Aufgabenstellung A
Welche Farbe hat der kleine Futterschlüpfer, den die erzählende Person im Text über die Wäscheleine am Bahnhof im Handwagen findet?
Aufgabenstellung B
Führe den Text über die Wäscheleine am Bahnhof nach seinem letzten Satz weiter.

Textauszug
--------------------------------------------------

Ich sagte ihnen zu, auch etwas dazu beitragen zu wollen und erhielt prompt die Anschrift der netten Waschfrau; werde ihr ein Paket schicken, mit Sachen die nicht meinem Beuteschema entsprechen. Vielleicht gelingt mir ja noch ein Tausch…?
Nun war ich wieder draußen unter der Wäscheleine und wühlte in einem Handwagen voller Unterwäsche. Da bemerkte ich plötzlich, dass mich andere Bahnhofsbesucher schon beobachteten und ließ ab davon. Als die sich dann auch die Leine betrachtet hatten und davongezogen waren, schaute ich mir den Wagen abermals an, na gut, mehr seinen Inhalt.
Ich fand einen kleinen Futterschlüpfer, rosafarben und westlicher Machart, den musste ich unbedingt für Rummelpubbe im Bild festhalten.
„Und was machen sie nun; jetzt fotografieren sie die Unterwäsche?“, drang es, mich aufschreckend, in mein Ohr. Die alte Dame stand neben mir und sah mir dabei zu.

--------------------------------------------------

Liste
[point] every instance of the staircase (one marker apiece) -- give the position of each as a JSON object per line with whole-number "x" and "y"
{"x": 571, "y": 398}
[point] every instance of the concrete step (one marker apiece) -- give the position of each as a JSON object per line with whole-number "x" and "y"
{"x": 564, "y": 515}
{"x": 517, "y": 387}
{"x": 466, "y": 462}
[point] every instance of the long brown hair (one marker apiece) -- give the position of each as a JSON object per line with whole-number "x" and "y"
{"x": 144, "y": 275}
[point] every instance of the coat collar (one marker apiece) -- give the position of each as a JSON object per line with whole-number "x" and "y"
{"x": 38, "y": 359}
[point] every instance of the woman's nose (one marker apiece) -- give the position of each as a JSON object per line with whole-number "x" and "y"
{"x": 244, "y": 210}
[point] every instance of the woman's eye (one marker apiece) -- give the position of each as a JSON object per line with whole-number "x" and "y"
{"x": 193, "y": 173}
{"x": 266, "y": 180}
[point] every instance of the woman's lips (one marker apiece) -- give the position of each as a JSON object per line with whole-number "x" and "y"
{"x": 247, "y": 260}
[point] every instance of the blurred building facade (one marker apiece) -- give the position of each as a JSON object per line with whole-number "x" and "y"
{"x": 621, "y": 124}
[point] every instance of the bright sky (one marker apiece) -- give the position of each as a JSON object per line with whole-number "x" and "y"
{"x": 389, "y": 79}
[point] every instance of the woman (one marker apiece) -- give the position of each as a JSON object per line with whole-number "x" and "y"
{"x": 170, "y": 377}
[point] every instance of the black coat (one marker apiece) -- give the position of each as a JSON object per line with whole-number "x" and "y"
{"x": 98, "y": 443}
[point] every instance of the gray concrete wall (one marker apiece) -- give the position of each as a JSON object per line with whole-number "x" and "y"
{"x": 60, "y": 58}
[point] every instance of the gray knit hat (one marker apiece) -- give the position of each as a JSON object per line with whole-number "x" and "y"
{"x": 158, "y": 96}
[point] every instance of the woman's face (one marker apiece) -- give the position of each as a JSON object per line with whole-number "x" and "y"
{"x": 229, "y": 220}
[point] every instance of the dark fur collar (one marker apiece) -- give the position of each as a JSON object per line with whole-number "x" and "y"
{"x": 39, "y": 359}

--------------------------------------------------

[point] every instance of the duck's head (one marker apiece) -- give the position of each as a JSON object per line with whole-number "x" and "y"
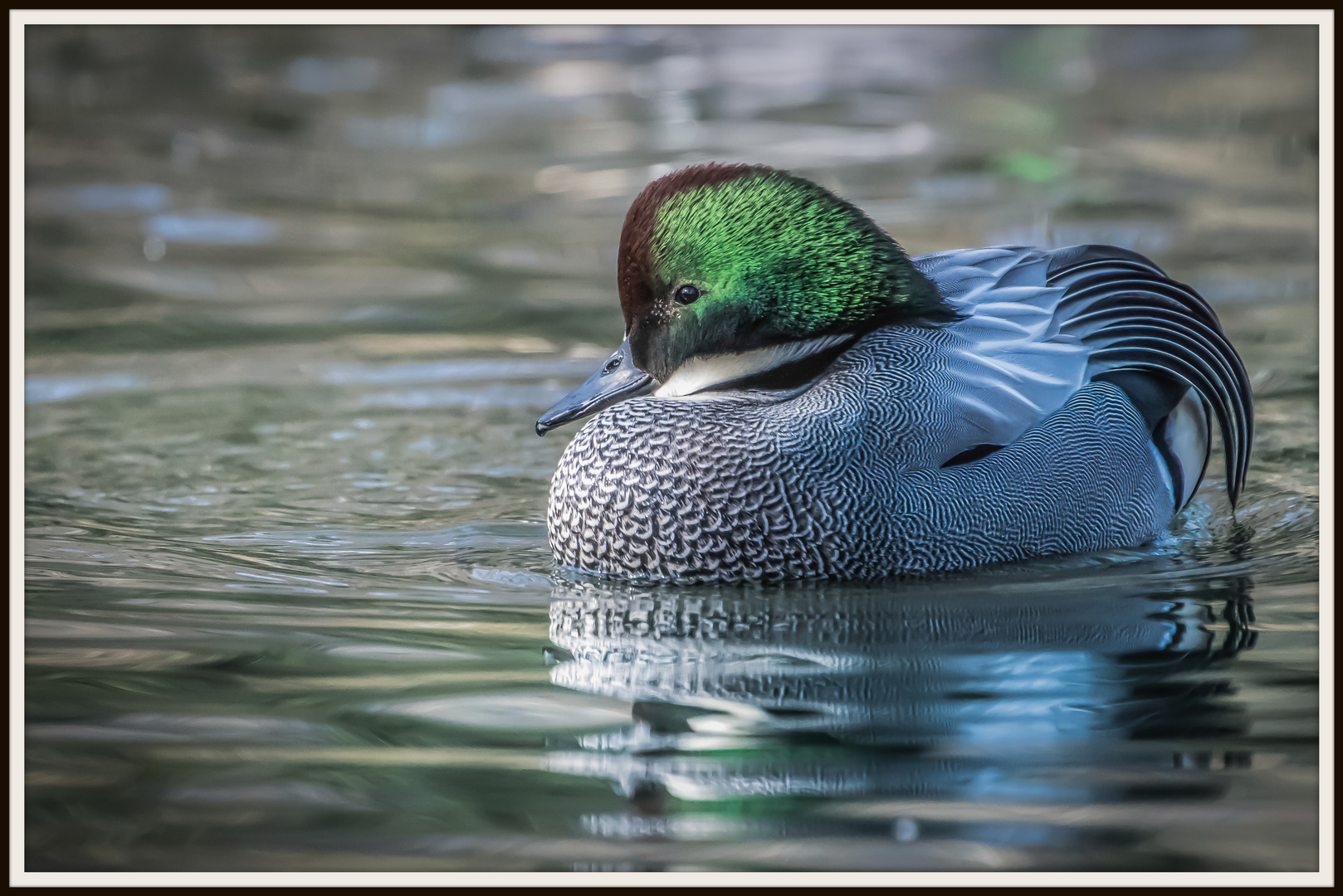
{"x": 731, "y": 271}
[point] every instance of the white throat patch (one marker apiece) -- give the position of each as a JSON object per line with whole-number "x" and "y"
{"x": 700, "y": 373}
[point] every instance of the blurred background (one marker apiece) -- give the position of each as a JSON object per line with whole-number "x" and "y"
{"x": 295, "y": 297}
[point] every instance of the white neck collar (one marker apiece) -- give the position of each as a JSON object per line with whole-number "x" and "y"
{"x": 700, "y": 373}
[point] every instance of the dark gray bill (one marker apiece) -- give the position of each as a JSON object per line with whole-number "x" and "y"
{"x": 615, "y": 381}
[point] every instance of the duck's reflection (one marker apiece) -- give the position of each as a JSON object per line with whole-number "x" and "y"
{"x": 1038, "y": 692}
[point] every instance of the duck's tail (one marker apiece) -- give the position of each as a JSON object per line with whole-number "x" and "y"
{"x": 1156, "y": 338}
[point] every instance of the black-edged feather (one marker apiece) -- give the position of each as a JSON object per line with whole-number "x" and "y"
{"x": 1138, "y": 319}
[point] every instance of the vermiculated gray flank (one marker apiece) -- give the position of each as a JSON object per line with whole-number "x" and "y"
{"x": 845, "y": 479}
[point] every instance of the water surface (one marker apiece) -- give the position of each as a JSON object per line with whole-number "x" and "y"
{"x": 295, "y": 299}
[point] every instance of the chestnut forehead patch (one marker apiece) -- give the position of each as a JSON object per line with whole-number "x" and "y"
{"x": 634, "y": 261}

--------------------------------------------------

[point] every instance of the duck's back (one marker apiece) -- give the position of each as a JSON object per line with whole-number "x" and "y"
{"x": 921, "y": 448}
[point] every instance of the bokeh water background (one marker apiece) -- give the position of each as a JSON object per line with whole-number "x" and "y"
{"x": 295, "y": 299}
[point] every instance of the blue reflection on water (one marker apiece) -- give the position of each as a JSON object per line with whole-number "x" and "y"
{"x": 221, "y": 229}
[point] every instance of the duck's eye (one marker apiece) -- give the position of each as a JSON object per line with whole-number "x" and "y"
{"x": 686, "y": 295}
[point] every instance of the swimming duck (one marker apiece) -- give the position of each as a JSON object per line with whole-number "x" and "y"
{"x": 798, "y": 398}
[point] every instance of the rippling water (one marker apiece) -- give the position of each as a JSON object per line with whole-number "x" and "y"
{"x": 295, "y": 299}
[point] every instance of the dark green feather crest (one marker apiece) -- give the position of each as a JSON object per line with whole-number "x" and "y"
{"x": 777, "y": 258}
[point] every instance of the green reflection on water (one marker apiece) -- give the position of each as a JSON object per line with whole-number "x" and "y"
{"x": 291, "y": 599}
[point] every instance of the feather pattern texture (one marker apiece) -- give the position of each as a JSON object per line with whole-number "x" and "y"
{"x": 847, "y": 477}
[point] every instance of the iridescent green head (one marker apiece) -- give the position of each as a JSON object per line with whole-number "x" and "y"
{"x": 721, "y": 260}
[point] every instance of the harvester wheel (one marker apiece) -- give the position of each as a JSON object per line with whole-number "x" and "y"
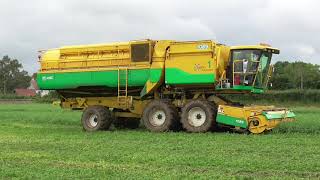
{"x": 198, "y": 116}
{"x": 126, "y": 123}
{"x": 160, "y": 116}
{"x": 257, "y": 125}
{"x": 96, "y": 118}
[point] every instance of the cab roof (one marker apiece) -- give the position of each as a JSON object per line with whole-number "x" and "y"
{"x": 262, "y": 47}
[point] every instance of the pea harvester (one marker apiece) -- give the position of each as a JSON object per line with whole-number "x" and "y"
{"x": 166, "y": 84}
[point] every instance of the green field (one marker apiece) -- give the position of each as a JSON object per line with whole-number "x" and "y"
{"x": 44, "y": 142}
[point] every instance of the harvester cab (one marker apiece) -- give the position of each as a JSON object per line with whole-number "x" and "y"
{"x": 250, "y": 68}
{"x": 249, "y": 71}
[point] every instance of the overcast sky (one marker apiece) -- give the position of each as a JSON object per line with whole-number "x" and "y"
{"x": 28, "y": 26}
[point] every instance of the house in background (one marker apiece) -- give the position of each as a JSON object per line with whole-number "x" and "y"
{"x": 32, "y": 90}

--------------------------------------------------

Antwort A
Rosafarben.

Antwort B
Hexlein und Töchterchen hatte ich im Schatten geparkt und wie hatte Töchterchen doch bemerkt: „Lass hier aber bloß nichts vom Stapel, die Schwaben verstehen bei deinem Tick bestimmt keinen Spaß, die sind verklemmt und für die ist das einfach nur abartig!“
Ich fand auf dem Handwagenboden einen Strumpfhaltergürtel, zwar schon schön lappig, von Wind und Sonne jedoch etwas angesteift, trotzdem gut erhalten. Mein Glück war; ich habe so einen schon und er war aus Baumwolle…
Die Dame nahm in mir sogleich aus der Hand und hielt ihn bereitwillig in die Kamera!
Ich sagte ihr nun, wie schön doch solche Strumpfmieder seien und das ich es sehr bedauern würde, dass die jungen Frauen so etwas im Alltag nicht mehr tragen würden.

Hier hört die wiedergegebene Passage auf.